__What you are asked to do__.
Can you write out every line from the start of the records below through the line containing "Target: street sign", leaving out any pictures?
Start of Exercise material
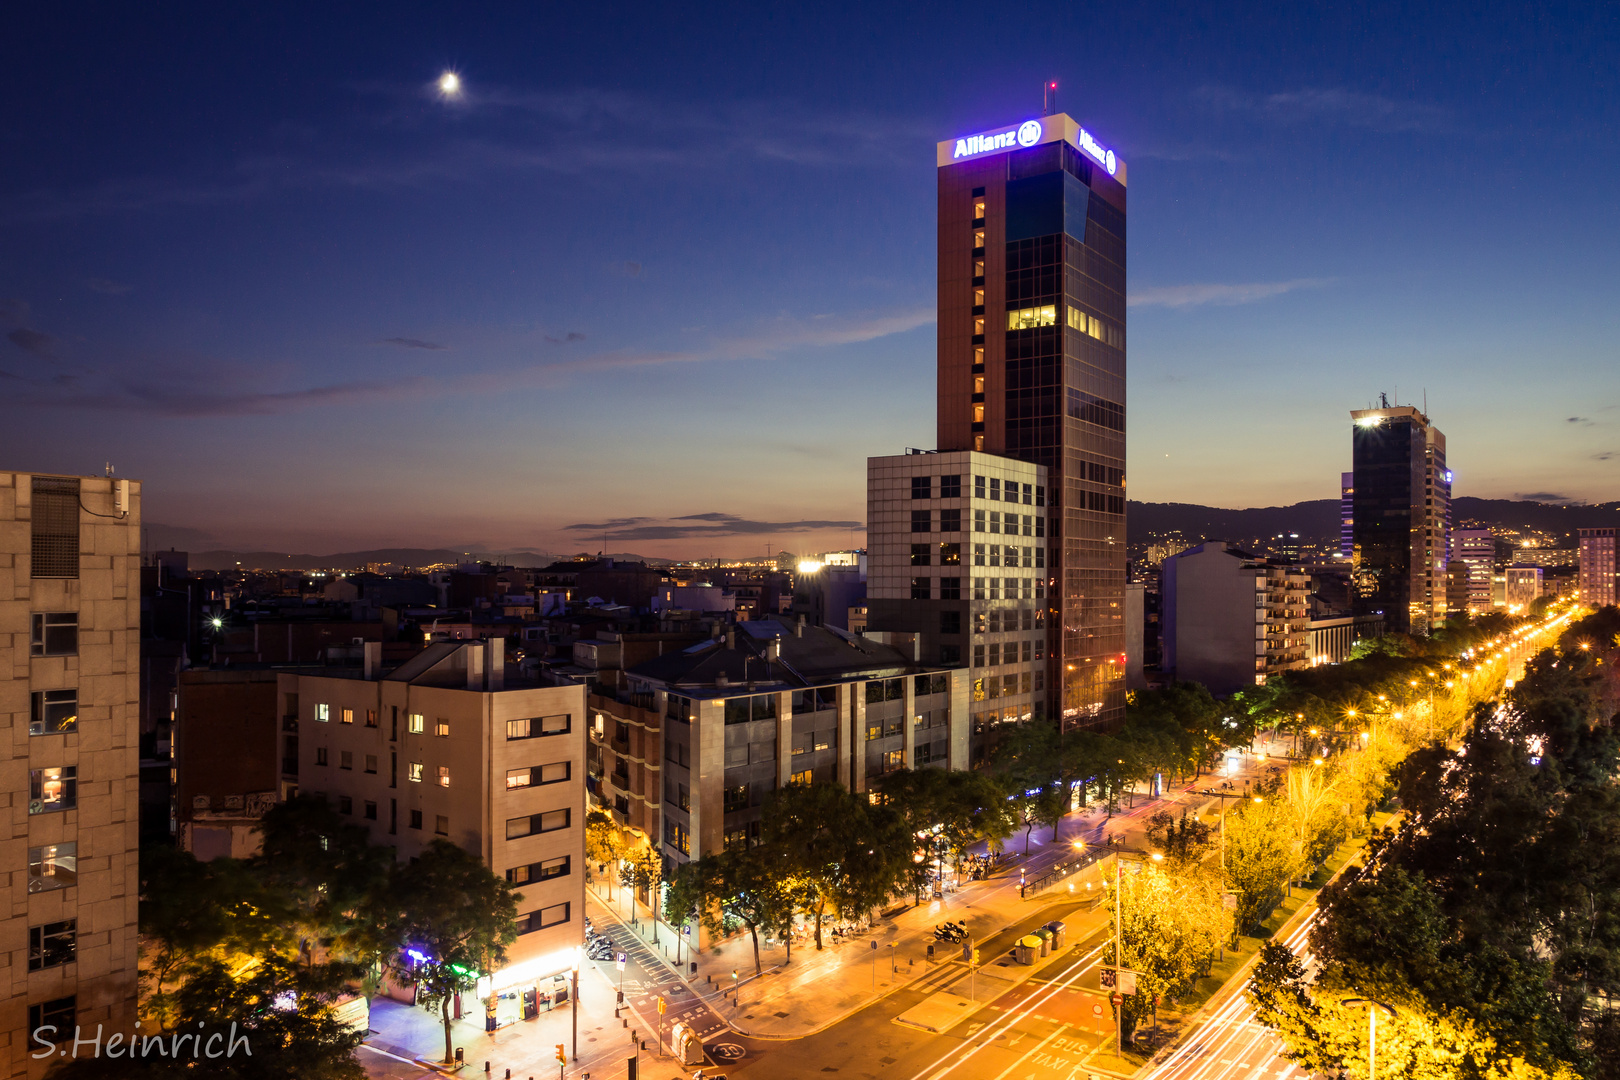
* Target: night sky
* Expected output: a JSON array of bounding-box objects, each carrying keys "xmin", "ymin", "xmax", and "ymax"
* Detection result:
[{"xmin": 3, "ymin": 3, "xmax": 1617, "ymax": 558}]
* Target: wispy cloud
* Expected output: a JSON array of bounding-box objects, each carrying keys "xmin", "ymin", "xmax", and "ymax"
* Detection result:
[
  {"xmin": 1595, "ymin": 451, "xmax": 1617, "ymax": 462},
  {"xmin": 544, "ymin": 332, "xmax": 586, "ymax": 344},
  {"xmin": 1567, "ymin": 416, "xmax": 1593, "ymax": 426},
  {"xmin": 7, "ymin": 327, "xmax": 60, "ymax": 358},
  {"xmin": 1194, "ymin": 85, "xmax": 1452, "ymax": 135},
  {"xmin": 3, "ymin": 86, "xmax": 930, "ymax": 225},
  {"xmin": 375, "ymin": 337, "xmax": 448, "ymax": 350},
  {"xmin": 1129, "ymin": 279, "xmax": 1330, "ymax": 309},
  {"xmin": 86, "ymin": 278, "xmax": 133, "ymax": 295},
  {"xmin": 564, "ymin": 512, "xmax": 860, "ymax": 541},
  {"xmin": 1515, "ymin": 491, "xmax": 1588, "ymax": 505}
]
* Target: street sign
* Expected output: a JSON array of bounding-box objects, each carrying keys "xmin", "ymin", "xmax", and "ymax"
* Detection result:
[
  {"xmin": 1100, "ymin": 966, "xmax": 1139, "ymax": 994},
  {"xmin": 657, "ymin": 995, "xmax": 666, "ymax": 1015},
  {"xmin": 1223, "ymin": 892, "xmax": 1238, "ymax": 911},
  {"xmin": 617, "ymin": 952, "xmax": 627, "ymax": 970}
]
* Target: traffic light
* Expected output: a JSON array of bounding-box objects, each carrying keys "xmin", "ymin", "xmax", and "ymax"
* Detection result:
[
  {"xmin": 972, "ymin": 948, "xmax": 980, "ymax": 967},
  {"xmin": 555, "ymin": 1043, "xmax": 566, "ymax": 1064}
]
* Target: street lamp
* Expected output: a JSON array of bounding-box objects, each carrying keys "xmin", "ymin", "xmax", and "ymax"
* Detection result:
[{"xmin": 1342, "ymin": 997, "xmax": 1395, "ymax": 1080}]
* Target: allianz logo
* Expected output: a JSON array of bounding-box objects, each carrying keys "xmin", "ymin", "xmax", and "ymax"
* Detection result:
[{"xmin": 953, "ymin": 119, "xmax": 1044, "ymax": 159}]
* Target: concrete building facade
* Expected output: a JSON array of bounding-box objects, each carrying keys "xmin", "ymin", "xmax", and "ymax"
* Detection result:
[
  {"xmin": 1, "ymin": 471, "xmax": 140, "ymax": 1075},
  {"xmin": 625, "ymin": 616, "xmax": 966, "ymax": 868},
  {"xmin": 1161, "ymin": 542, "xmax": 1309, "ymax": 695},
  {"xmin": 865, "ymin": 451, "xmax": 1050, "ymax": 752},
  {"xmin": 1504, "ymin": 566, "xmax": 1544, "ymax": 612},
  {"xmin": 1452, "ymin": 528, "xmax": 1496, "ymax": 613}
]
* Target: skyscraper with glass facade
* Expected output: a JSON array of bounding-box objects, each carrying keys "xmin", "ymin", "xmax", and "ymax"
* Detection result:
[
  {"xmin": 1349, "ymin": 404, "xmax": 1450, "ymax": 636},
  {"xmin": 936, "ymin": 113, "xmax": 1127, "ymax": 728}
]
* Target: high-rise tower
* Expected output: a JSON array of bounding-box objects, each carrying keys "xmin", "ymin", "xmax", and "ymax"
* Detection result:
[
  {"xmin": 1349, "ymin": 403, "xmax": 1450, "ymax": 635},
  {"xmin": 936, "ymin": 113, "xmax": 1127, "ymax": 727}
]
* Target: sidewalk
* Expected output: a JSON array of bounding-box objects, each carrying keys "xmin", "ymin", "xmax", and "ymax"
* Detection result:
[{"xmin": 361, "ymin": 967, "xmax": 650, "ymax": 1080}]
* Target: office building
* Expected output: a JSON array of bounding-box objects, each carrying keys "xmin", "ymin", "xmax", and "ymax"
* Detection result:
[
  {"xmin": 866, "ymin": 451, "xmax": 1050, "ymax": 748},
  {"xmin": 1452, "ymin": 528, "xmax": 1496, "ymax": 613},
  {"xmin": 1340, "ymin": 472, "xmax": 1354, "ymax": 559},
  {"xmin": 1579, "ymin": 528, "xmax": 1618, "ymax": 606},
  {"xmin": 2, "ymin": 471, "xmax": 140, "ymax": 1073},
  {"xmin": 1160, "ymin": 542, "xmax": 1309, "ymax": 695},
  {"xmin": 936, "ymin": 111, "xmax": 1128, "ymax": 727},
  {"xmin": 626, "ymin": 616, "xmax": 966, "ymax": 867},
  {"xmin": 1504, "ymin": 566, "xmax": 1543, "ymax": 612},
  {"xmin": 1349, "ymin": 403, "xmax": 1450, "ymax": 635}
]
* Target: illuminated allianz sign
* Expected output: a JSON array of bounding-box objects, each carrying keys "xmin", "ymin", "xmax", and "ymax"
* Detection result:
[
  {"xmin": 948, "ymin": 116, "xmax": 1119, "ymax": 178},
  {"xmin": 953, "ymin": 119, "xmax": 1044, "ymax": 159}
]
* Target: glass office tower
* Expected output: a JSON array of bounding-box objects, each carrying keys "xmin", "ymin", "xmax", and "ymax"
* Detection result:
[
  {"xmin": 936, "ymin": 114, "xmax": 1127, "ymax": 728},
  {"xmin": 1350, "ymin": 403, "xmax": 1449, "ymax": 636}
]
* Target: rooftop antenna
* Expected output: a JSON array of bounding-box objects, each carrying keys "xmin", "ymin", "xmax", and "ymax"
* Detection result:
[{"xmin": 1044, "ymin": 80, "xmax": 1058, "ymax": 116}]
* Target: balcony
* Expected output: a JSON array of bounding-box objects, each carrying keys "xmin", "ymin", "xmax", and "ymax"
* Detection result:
[{"xmin": 281, "ymin": 715, "xmax": 298, "ymax": 733}]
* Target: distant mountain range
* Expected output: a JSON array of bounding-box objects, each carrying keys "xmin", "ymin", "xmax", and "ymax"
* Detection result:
[{"xmin": 1127, "ymin": 497, "xmax": 1620, "ymax": 547}]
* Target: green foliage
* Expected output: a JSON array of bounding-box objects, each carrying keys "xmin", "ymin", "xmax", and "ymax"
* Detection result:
[
  {"xmin": 385, "ymin": 841, "xmax": 519, "ymax": 1064},
  {"xmin": 1107, "ymin": 862, "xmax": 1230, "ymax": 1044},
  {"xmin": 1144, "ymin": 808, "xmax": 1214, "ymax": 869},
  {"xmin": 761, "ymin": 782, "xmax": 909, "ymax": 949},
  {"xmin": 1224, "ymin": 779, "xmax": 1296, "ymax": 938},
  {"xmin": 1252, "ymin": 618, "xmax": 1620, "ymax": 1080},
  {"xmin": 667, "ymin": 848, "xmax": 794, "ymax": 974}
]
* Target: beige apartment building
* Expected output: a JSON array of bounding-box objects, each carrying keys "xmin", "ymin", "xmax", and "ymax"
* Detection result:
[
  {"xmin": 1160, "ymin": 541, "xmax": 1309, "ymax": 695},
  {"xmin": 289, "ymin": 640, "xmax": 586, "ymax": 1021},
  {"xmin": 1, "ymin": 471, "xmax": 140, "ymax": 1076}
]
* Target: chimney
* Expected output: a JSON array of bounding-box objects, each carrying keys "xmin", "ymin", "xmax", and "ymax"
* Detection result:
[
  {"xmin": 767, "ymin": 636, "xmax": 781, "ymax": 661},
  {"xmin": 795, "ymin": 614, "xmax": 805, "ymax": 638},
  {"xmin": 486, "ymin": 637, "xmax": 505, "ymax": 692},
  {"xmin": 716, "ymin": 671, "xmax": 730, "ymax": 689},
  {"xmin": 724, "ymin": 628, "xmax": 735, "ymax": 650},
  {"xmin": 466, "ymin": 642, "xmax": 485, "ymax": 690},
  {"xmin": 362, "ymin": 640, "xmax": 382, "ymax": 680}
]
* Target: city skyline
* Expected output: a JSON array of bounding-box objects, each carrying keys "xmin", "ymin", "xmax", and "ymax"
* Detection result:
[{"xmin": 3, "ymin": 5, "xmax": 1619, "ymax": 558}]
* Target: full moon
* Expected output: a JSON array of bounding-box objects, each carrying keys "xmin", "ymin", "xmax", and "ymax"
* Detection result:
[{"xmin": 438, "ymin": 71, "xmax": 461, "ymax": 95}]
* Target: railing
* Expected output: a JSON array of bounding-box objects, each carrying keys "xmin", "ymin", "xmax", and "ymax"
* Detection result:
[{"xmin": 1021, "ymin": 844, "xmax": 1109, "ymax": 899}]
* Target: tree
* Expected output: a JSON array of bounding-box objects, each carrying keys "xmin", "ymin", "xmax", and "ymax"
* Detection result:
[
  {"xmin": 251, "ymin": 796, "xmax": 394, "ymax": 978},
  {"xmin": 1107, "ymin": 862, "xmax": 1230, "ymax": 1046},
  {"xmin": 386, "ymin": 841, "xmax": 519, "ymax": 1064},
  {"xmin": 1223, "ymin": 784, "xmax": 1296, "ymax": 940},
  {"xmin": 762, "ymin": 783, "xmax": 907, "ymax": 949},
  {"xmin": 50, "ymin": 953, "xmax": 367, "ymax": 1079},
  {"xmin": 585, "ymin": 807, "xmax": 624, "ymax": 899},
  {"xmin": 667, "ymin": 848, "xmax": 794, "ymax": 975},
  {"xmin": 625, "ymin": 841, "xmax": 665, "ymax": 938},
  {"xmin": 1144, "ymin": 808, "xmax": 1214, "ymax": 869}
]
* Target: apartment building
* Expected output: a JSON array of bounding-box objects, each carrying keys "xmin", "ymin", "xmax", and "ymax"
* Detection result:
[
  {"xmin": 175, "ymin": 639, "xmax": 586, "ymax": 1023},
  {"xmin": 1504, "ymin": 566, "xmax": 1543, "ymax": 612},
  {"xmin": 865, "ymin": 450, "xmax": 1051, "ymax": 756},
  {"xmin": 623, "ymin": 616, "xmax": 966, "ymax": 869},
  {"xmin": 1, "ymin": 471, "xmax": 140, "ymax": 1075},
  {"xmin": 1161, "ymin": 542, "xmax": 1310, "ymax": 694}
]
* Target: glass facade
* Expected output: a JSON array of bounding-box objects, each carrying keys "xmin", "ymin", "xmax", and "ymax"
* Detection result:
[
  {"xmin": 938, "ymin": 117, "xmax": 1127, "ymax": 727},
  {"xmin": 1350, "ymin": 406, "xmax": 1447, "ymax": 635}
]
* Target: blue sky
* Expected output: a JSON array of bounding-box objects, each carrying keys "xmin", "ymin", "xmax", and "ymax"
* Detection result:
[{"xmin": 2, "ymin": 2, "xmax": 1617, "ymax": 556}]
End of Exercise material
__Output of the task__.
* Target: night sky
* Expected output: a JSON array of bounding-box objects, each carrying keys "xmin", "ymin", "xmax", and "ymax"
* Detection result:
[{"xmin": 3, "ymin": 3, "xmax": 1617, "ymax": 558}]
* Target: wispy cloud
* Expected output: a JSON array of bounding-box objects, each carrying keys "xmin", "ymin", "xmax", and "ymax"
* Detection result:
[
  {"xmin": 1595, "ymin": 451, "xmax": 1617, "ymax": 462},
  {"xmin": 544, "ymin": 332, "xmax": 586, "ymax": 344},
  {"xmin": 1567, "ymin": 416, "xmax": 1593, "ymax": 426},
  {"xmin": 7, "ymin": 327, "xmax": 60, "ymax": 358},
  {"xmin": 1194, "ymin": 85, "xmax": 1452, "ymax": 135},
  {"xmin": 3, "ymin": 86, "xmax": 930, "ymax": 225},
  {"xmin": 375, "ymin": 337, "xmax": 448, "ymax": 350},
  {"xmin": 1129, "ymin": 279, "xmax": 1330, "ymax": 309},
  {"xmin": 86, "ymin": 278, "xmax": 133, "ymax": 295},
  {"xmin": 564, "ymin": 512, "xmax": 860, "ymax": 541},
  {"xmin": 1515, "ymin": 491, "xmax": 1588, "ymax": 505}
]
* Target: street sign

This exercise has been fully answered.